> _PROBLEM TO SOLVE_
A word-for-word copy of the line containing "white building wall." and every following line to the end of the data below is all the answer should hold.

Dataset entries

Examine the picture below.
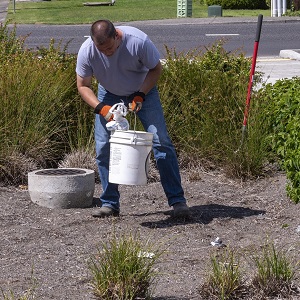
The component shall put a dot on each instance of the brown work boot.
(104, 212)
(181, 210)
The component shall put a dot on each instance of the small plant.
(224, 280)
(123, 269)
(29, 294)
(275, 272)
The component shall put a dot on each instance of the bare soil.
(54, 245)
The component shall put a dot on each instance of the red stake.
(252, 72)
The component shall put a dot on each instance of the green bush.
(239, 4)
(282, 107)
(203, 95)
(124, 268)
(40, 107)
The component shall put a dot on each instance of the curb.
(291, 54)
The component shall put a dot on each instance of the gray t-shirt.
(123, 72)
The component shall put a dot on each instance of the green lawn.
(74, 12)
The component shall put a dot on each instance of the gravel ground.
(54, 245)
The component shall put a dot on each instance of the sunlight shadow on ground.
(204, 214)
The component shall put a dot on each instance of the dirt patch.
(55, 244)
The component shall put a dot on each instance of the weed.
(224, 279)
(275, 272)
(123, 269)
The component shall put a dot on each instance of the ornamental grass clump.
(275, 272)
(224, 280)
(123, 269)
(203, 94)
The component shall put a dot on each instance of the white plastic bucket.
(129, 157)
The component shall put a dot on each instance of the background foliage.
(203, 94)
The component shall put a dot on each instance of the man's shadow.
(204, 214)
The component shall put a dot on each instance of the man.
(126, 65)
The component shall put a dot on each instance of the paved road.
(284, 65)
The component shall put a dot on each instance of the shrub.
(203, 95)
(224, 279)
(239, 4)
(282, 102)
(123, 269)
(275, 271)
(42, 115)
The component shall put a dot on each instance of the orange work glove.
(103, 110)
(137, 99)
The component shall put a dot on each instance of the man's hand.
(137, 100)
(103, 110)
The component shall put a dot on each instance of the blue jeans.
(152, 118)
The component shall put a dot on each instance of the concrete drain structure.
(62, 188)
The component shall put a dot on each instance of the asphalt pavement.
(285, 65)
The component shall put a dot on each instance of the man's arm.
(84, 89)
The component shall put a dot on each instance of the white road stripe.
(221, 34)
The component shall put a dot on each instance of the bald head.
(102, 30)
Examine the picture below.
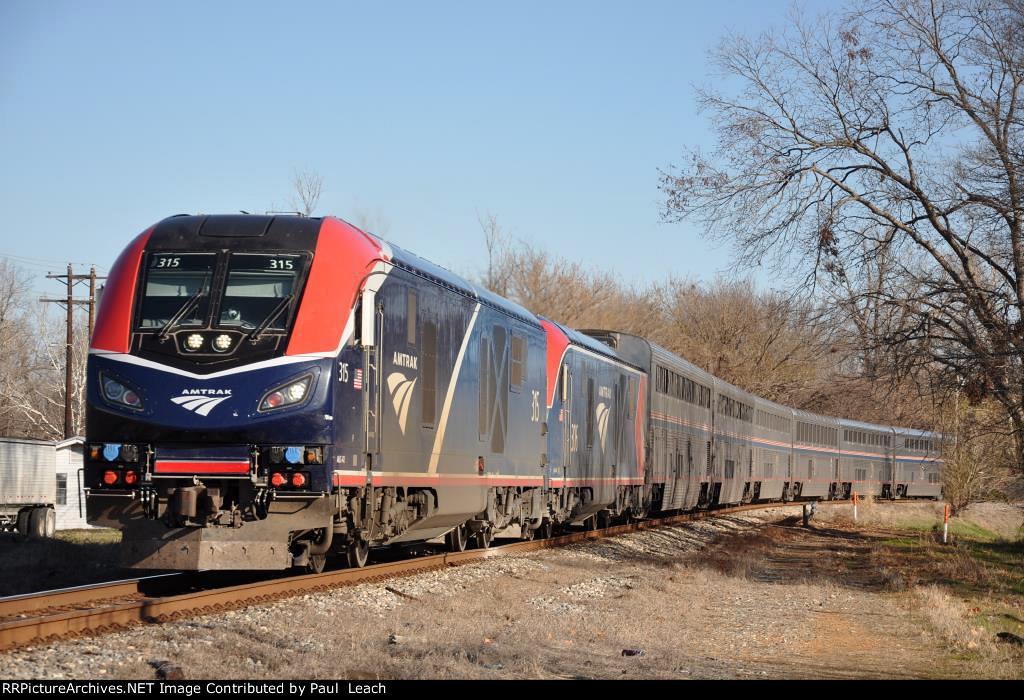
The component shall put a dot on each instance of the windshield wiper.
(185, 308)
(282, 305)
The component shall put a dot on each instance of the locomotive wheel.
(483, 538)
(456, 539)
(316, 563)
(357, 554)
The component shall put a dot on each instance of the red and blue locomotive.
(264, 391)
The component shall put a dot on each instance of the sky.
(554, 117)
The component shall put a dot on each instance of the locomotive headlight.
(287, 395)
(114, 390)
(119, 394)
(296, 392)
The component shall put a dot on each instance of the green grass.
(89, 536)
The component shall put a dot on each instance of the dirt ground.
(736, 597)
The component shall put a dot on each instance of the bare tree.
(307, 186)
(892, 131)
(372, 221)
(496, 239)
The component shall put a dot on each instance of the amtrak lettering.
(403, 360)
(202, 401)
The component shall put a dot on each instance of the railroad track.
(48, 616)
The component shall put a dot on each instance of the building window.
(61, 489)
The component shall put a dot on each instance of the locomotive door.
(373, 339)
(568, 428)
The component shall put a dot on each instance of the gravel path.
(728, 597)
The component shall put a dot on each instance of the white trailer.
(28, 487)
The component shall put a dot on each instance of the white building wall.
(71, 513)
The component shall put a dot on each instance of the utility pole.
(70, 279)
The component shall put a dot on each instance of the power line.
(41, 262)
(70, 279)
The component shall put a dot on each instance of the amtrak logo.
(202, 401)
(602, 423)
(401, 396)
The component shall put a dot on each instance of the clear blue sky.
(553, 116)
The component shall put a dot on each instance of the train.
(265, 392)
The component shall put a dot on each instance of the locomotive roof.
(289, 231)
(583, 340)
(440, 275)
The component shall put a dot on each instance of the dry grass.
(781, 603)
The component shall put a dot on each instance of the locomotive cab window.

> _ANSWER BOX_
The component shall put a dot on each instance of the white building wall.
(71, 513)
The component shall put a dot on each instance of the utility pole.
(70, 279)
The component shall put a dot on each instance of the power line.
(41, 262)
(70, 279)
The component shall put a dot on each instance of the amtrak logo.
(202, 401)
(602, 423)
(401, 396)
The component shall put a dot on each instance of the clear blue sky.
(553, 116)
The component shall put a dot on each instance of the train.
(265, 392)
The component shall put a dot on each instance of the locomotive roof.
(289, 231)
(583, 340)
(440, 275)
The component shall put a dot on each instance of the dry grass.
(781, 603)
The component shall put a dot on each instance of the locomotive cab window.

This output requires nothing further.